Ciascun pixel di un sensore, sia esso CCD o CMOS, possiede quindi un offset. Siamo sicuri che tale offset sia lo stesso per tutti i pixel? Ovviamente no. Ogni pixel (dall’elemento fotosensibile alla catena elettronica) è diverso l’uno dall’altro e pertanto presenta un proprio offset, che mediamente è quello riportato nelle schede tecniche dei sensori. Come fare quindi a normalizzare i nostri pixel, in modo che se fotografiamo il buio otteniamo 0 ADU in ogni pixel? Per fare questo dobbiamo conoscere il valore dell’offset per ogni pixel e sottrarlo ai rispettivi pixel dell’immagine astronomica ripresa. Come fare?

================

§ **Istruzione 1**:
Ripeti parola per parola il passo del testo sull'offset dei pixel che comincia con "Ciascun pixel di" e prosegue fino a "ripresa. Come fare?".
§ **Istruzione 2**:
Porta avanti il testo sull'offset dei pixel, riprendendo subito dopo la sua ultima frase.

§ **Dati forniti**:
================

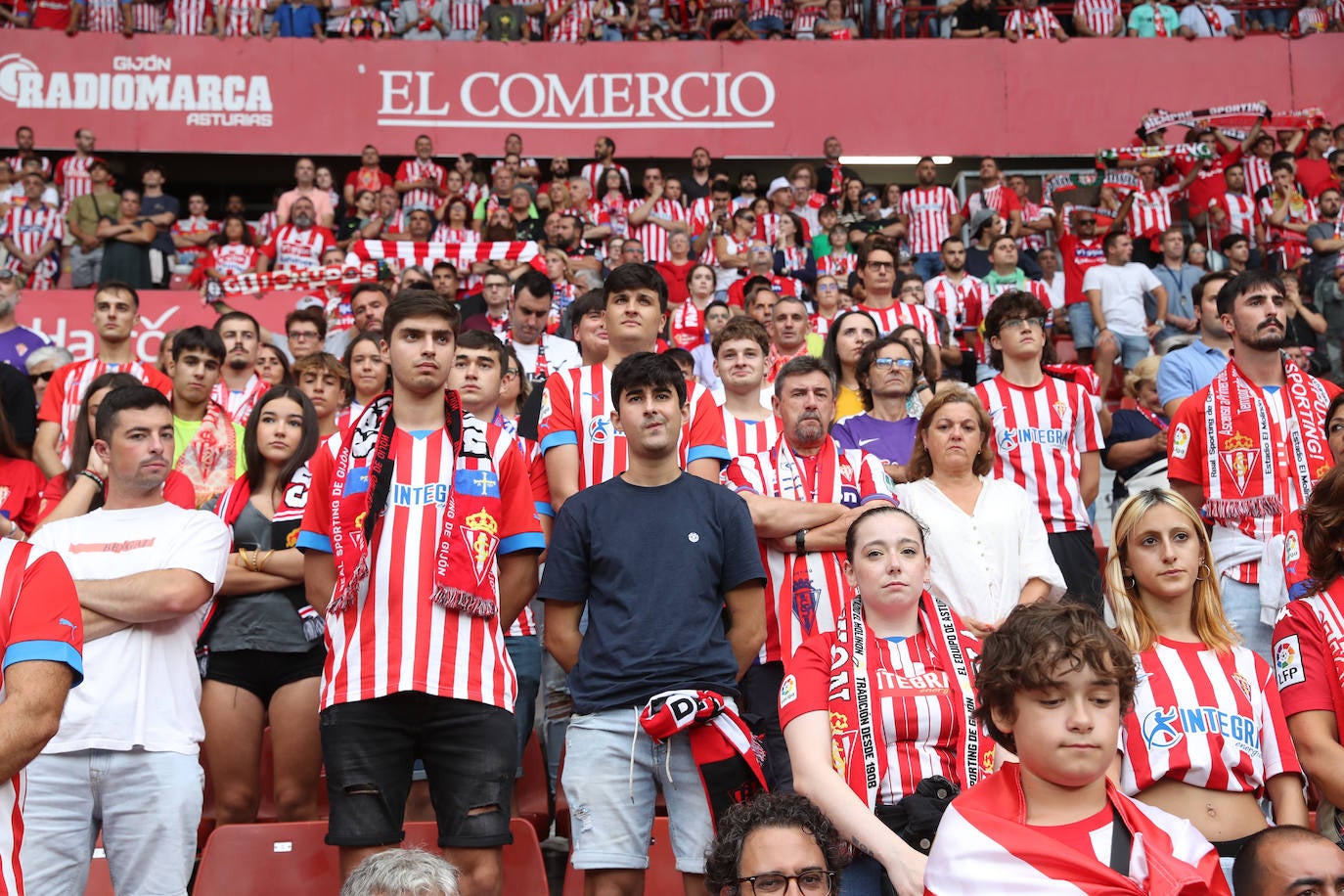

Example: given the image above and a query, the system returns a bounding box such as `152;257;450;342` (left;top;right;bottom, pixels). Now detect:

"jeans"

================

§ **Risposta 1**:
Ciascun pixel di un sensore, sia esso CCD o CMOS, possiede quindi un offset. Siamo sicuri che tale offset sia lo stesso per tutti i pixel? Ovviamente no. Ogni pixel (dall’elemento fotosensibile alla catena elettronica) è diverso l’uno dall’altro e pertanto presenta un proprio offset, che mediamente è quello riportato nelle schede tecniche dei sensori. Come fare quindi a normalizzare i nostri pixel, in modo che se fotografiamo il buio otteniamo 0 ADU in ogni pixel? Per fare questo dobbiamo conoscere il valore dell’offset per ogni pixel e sottrarlo ai rispettivi pixel dell’immagine astronomica ripresa. Come fare?

§ **Risposta 2**:
Prendiamo la nostra macchina fotografica digitale (DSLR) o la nostra camera CCD astronomica e poniamo il tappo di fronte all’ottica al fine di non far arrivare fotoni sul sensore ricreando pertanto la condizione di buio. Settiamo come tempo di esposizione il minimo imposto dalle specifiche tecniche della nostra DSLR o camera CCD astronomica (ad esempio 1/8000 secondo per una Canon EOS 40D o 1/1000 di secondo per una ATIK 314L+ B/W). Ricordiamo che per le reflex dobbiamo impostare gli stessi ISO utilizzati per riprendere la nostra immagine astronomica al fine di porsi nelle stesse condizioni di scatto (la catena elettronica funziona in modo diverso a seconda degli ISO impostati). Per lo stesso motivo anche il binning della nostra camera CCD non dovrà essere modificato. Con questi settaggi si riprendano un certo numero di immagini che verranno successivamente mediati al fine di ottenere il Livello di Luminosità medio e quindi l’offset per ciascun pixel del sensore. Tali scatti prendono il nome di bias frame. Quindi, maggiore sarà il numero di bias frame acquisiti, minore sarà l’entità del rumore casuale presente nell’immagine e quindi migliore sarà la determinazione dell’offset. Ricordiamo infatti che, dal punto di vista statistico, la precisione con cui determiniamo l’offset aumenta come la radice quadrata del numero di bias frame acquisiti.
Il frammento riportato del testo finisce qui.